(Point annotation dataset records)
════════════════════
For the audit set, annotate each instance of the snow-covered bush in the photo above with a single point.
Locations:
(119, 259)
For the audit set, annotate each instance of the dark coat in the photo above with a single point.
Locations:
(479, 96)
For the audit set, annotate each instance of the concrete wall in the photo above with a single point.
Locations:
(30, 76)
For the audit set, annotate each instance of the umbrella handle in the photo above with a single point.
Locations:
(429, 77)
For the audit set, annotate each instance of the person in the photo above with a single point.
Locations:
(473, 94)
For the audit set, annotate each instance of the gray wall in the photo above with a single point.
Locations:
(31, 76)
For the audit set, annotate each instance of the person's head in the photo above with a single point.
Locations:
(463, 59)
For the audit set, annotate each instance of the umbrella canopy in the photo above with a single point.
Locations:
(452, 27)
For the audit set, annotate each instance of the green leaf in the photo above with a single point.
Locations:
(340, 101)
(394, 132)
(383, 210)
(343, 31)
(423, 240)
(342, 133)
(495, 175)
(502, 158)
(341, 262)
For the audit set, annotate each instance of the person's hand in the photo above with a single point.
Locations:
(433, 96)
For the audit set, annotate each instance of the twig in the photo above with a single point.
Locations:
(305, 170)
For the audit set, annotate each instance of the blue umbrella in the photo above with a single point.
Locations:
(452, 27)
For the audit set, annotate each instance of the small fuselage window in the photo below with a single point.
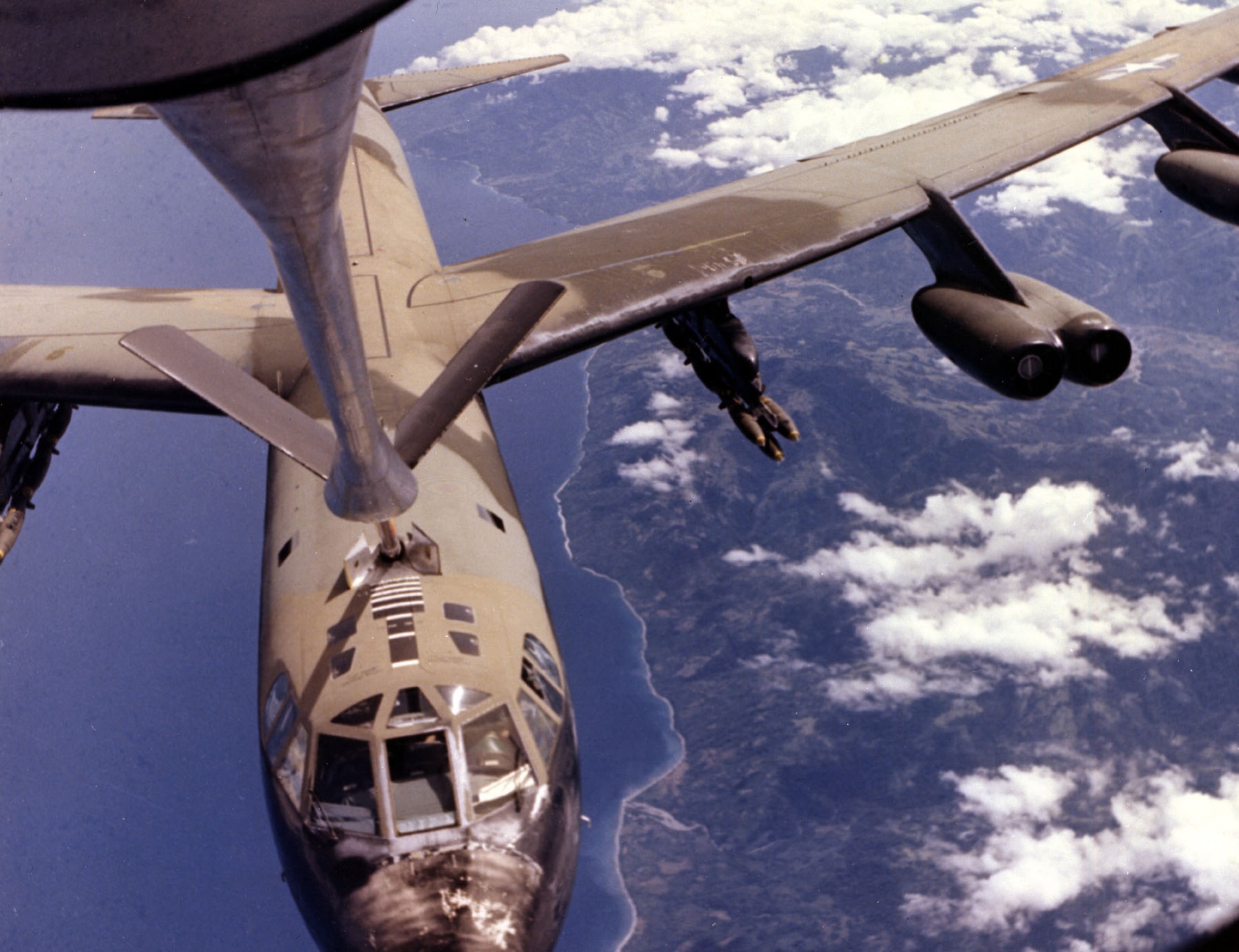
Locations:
════════════════════
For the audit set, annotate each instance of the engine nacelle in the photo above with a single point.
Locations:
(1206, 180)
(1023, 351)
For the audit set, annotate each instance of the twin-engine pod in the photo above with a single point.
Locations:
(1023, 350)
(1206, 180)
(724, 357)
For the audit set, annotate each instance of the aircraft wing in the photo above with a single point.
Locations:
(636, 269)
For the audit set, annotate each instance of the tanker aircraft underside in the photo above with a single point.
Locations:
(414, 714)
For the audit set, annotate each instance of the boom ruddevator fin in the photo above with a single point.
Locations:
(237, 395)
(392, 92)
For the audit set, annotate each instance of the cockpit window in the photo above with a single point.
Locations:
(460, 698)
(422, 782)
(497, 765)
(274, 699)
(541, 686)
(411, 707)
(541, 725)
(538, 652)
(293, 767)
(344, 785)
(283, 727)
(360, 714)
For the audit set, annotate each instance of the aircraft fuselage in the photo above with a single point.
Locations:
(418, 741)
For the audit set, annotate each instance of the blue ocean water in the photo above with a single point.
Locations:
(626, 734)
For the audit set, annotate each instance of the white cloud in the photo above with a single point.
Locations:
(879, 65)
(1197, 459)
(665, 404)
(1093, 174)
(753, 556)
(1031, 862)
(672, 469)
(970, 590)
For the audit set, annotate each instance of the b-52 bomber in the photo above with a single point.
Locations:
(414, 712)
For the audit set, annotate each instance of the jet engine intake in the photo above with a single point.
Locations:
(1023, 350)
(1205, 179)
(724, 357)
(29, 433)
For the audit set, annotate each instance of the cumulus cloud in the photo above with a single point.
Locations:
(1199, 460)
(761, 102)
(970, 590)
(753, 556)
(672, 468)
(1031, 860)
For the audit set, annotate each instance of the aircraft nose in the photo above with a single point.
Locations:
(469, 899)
════════════════════
Exercise directions -> Gather every line of the data above that contains the string "window", matching case exactly.

Right answer ->
For the audit set, annotate each instance of the small fuselage window in the photo below with a single point.
For the audit set, annotate each instance of the cockpit window in the photo above with a single point.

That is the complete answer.